Exercise requirements ->
In the records below, tally every line containing "with". Report only the total.

Supplied material ->
•••••
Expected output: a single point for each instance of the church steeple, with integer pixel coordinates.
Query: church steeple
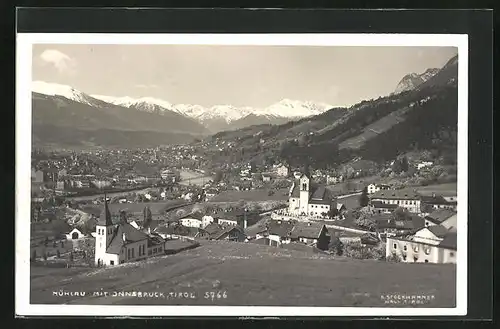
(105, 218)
•••••
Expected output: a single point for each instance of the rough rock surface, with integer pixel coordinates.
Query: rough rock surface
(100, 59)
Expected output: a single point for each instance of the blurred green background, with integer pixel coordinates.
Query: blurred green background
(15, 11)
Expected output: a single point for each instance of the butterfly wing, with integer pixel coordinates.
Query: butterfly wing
•••••
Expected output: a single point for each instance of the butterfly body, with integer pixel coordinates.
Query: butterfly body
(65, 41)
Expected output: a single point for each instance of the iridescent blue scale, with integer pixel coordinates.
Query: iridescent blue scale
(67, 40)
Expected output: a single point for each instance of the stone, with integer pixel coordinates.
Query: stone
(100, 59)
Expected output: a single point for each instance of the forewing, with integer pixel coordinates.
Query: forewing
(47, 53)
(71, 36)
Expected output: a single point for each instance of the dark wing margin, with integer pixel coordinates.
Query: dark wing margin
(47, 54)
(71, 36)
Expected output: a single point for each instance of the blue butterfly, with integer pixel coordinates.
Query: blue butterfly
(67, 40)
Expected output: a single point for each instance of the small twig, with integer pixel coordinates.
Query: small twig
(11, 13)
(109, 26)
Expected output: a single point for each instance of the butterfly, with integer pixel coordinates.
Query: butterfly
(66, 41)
•••••
Solution for this exercise ->
12